Given task:
Find the line with "Might I ask you to indicate the white seabird", then retype it and each later line through the last, exactly. Leave out pictures.

-- Start Entries provided --

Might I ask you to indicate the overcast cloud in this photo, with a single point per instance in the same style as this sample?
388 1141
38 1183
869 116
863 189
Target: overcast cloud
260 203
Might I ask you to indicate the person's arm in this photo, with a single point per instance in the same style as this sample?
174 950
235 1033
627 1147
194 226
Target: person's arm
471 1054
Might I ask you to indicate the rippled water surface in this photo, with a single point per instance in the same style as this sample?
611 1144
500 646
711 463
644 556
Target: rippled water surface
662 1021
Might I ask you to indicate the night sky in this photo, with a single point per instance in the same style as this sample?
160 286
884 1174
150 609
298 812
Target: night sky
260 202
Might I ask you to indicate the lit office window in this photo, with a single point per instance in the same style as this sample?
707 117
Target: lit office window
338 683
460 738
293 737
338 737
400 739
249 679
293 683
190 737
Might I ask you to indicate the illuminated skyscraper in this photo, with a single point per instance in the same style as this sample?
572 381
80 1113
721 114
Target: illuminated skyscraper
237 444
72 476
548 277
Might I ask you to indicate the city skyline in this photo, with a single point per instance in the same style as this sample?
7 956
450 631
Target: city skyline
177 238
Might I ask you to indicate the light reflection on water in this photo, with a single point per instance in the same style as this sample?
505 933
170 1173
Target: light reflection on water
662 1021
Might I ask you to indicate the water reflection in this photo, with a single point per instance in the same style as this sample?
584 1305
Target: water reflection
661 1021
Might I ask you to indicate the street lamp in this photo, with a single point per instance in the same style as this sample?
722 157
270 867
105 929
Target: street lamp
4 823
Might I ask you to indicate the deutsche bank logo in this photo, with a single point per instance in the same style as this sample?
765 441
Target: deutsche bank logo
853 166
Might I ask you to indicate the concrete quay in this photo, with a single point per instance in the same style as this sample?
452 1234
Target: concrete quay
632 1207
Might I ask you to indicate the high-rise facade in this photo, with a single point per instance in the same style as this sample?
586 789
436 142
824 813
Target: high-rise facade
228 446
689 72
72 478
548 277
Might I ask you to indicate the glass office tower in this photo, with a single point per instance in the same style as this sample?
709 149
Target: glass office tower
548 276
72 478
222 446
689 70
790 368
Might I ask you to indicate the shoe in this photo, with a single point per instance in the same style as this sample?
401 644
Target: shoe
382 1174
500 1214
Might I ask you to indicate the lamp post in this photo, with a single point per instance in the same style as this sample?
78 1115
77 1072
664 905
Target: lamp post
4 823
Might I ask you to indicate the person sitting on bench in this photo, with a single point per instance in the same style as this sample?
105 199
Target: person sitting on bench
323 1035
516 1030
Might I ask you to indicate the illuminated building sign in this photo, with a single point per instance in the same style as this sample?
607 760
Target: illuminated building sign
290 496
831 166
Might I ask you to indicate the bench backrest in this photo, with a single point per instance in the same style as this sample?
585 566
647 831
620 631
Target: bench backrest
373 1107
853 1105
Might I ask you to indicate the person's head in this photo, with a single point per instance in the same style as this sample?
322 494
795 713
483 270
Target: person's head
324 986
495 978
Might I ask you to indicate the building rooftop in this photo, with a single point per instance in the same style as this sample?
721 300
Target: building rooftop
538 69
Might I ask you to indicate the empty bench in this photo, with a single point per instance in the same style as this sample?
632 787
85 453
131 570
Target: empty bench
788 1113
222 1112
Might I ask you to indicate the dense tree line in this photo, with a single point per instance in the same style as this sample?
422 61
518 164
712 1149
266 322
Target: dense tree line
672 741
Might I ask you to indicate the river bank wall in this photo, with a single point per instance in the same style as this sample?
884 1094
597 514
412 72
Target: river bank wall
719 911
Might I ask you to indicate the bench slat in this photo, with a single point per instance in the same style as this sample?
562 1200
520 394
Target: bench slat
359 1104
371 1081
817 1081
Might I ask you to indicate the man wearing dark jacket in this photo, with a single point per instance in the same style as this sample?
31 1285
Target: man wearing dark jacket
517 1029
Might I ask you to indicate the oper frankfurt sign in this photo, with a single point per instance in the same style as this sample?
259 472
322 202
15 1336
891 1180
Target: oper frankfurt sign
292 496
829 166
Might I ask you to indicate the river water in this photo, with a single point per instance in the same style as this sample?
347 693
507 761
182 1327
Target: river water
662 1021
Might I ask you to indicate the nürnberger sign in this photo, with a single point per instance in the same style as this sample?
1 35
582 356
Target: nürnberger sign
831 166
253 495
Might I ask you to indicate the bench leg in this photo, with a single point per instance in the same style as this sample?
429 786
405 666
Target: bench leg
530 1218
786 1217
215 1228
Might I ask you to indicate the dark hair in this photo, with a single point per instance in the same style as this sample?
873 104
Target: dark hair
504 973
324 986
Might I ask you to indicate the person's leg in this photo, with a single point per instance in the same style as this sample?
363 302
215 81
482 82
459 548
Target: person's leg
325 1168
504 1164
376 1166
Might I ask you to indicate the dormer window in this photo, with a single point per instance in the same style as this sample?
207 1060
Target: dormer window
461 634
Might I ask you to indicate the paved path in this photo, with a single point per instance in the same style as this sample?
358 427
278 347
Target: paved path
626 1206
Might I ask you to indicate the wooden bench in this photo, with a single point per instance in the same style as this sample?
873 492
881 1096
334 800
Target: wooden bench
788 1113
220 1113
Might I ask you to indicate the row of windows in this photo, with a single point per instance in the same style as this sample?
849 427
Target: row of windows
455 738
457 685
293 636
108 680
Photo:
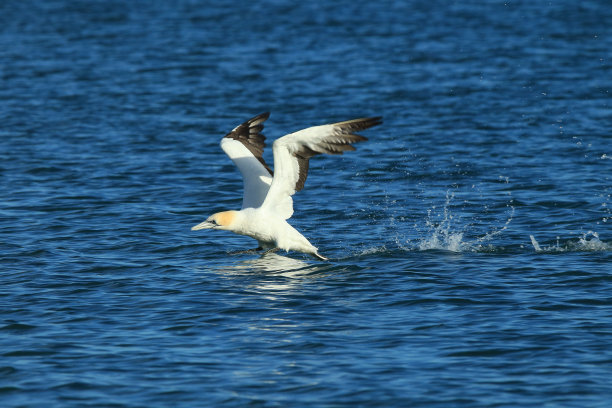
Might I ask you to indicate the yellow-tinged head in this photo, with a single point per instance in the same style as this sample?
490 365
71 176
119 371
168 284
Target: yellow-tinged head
222 220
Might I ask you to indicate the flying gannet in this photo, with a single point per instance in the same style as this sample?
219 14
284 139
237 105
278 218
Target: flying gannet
267 202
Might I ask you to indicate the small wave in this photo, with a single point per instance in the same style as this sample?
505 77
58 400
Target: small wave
589 242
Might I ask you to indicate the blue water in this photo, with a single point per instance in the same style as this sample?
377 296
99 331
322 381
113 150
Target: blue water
470 237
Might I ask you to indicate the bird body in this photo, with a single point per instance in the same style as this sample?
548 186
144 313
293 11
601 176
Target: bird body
267 201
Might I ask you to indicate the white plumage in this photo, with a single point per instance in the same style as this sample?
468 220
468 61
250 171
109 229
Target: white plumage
267 202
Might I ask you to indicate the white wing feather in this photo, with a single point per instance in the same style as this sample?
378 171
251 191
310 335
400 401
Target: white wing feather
292 152
256 178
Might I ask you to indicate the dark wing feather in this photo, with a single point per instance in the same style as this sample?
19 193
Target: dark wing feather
249 134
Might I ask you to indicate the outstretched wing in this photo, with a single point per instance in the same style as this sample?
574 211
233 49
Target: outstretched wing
244 145
292 152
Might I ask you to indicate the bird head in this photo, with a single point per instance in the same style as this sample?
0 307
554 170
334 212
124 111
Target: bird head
222 220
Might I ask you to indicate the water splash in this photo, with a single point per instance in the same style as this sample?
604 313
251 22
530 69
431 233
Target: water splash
588 242
444 235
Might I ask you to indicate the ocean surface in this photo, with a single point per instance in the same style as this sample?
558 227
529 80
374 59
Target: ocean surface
470 238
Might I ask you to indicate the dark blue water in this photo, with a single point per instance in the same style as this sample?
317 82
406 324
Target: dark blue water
471 236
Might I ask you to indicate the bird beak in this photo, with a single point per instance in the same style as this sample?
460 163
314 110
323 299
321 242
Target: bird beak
203 225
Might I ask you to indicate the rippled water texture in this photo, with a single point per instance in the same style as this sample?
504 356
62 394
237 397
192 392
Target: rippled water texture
470 237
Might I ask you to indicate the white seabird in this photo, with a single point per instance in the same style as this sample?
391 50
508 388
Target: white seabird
267 202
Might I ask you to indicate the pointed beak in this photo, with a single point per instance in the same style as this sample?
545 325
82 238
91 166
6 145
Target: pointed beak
203 225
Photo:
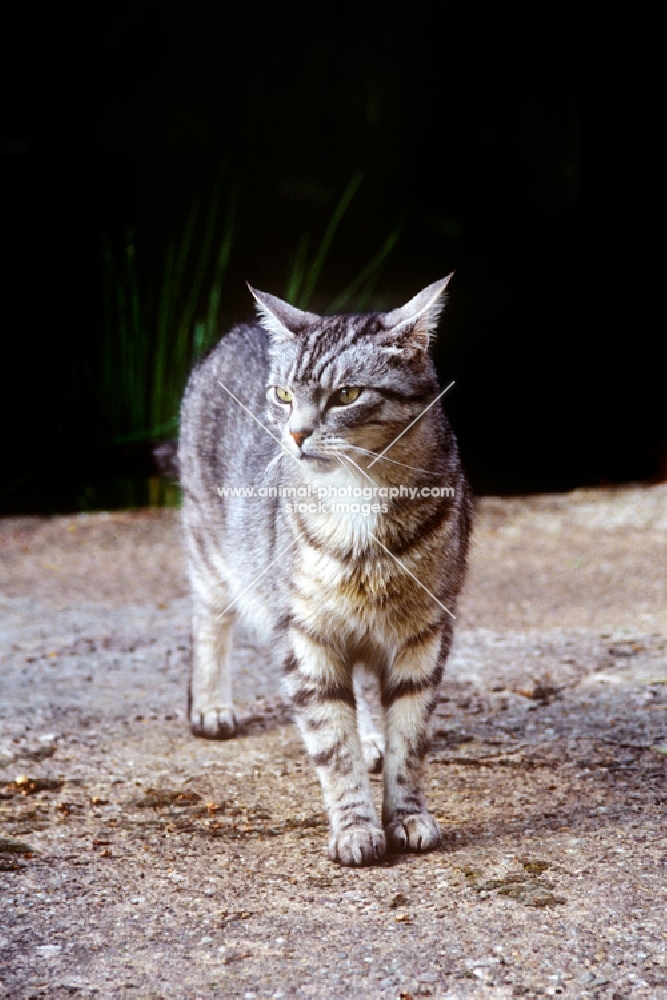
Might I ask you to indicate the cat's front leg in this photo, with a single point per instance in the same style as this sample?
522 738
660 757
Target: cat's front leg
321 688
409 695
210 707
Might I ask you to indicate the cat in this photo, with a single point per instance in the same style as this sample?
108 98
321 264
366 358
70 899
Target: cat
337 404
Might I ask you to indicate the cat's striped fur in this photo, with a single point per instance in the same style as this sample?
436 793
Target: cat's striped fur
344 588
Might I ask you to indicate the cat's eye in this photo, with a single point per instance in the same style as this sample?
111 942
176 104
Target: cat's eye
346 395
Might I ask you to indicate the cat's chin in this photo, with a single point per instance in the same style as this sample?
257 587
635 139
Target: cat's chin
319 463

-- End Entries provided --

Response to this exercise:
Might I ask you to indicate the white seabird in this photo, with a single point per instance in the same style as this sample?
391 50
508 388
Target: white seabird
267 202
Might I ask you to indicate the pointed beak in this photo, with a single point per instance in the same style as this sample?
545 325
82 238
91 166
6 145
Target: pointed beak
203 225
Photo:
Might I ask you to indicate the cat's front leg in this photo, with a single point per instance in the same style as this sample?
522 738
660 757
Target: cat's front leg
321 688
409 695
210 707
Might I ask you to indicate the cat in this photo, with a single point per instance in the same style as this sample?
108 98
321 264
366 358
70 899
Target: cat
337 404
Might I ask you to indicate the cat's striped fur in this photo, with a single point per instance in the same style as this sample?
436 793
Target: cat's striped fur
344 588
Might I ask you to indicate the cat's eye in this photo, with a single point per instance in the same style as this sample?
111 942
176 104
Target: cat's eye
346 395
Might I ask you to indicate the cat's chin in this photo, with a single point per instance in the same style as this sample?
257 587
635 139
Target: cat's chin
319 463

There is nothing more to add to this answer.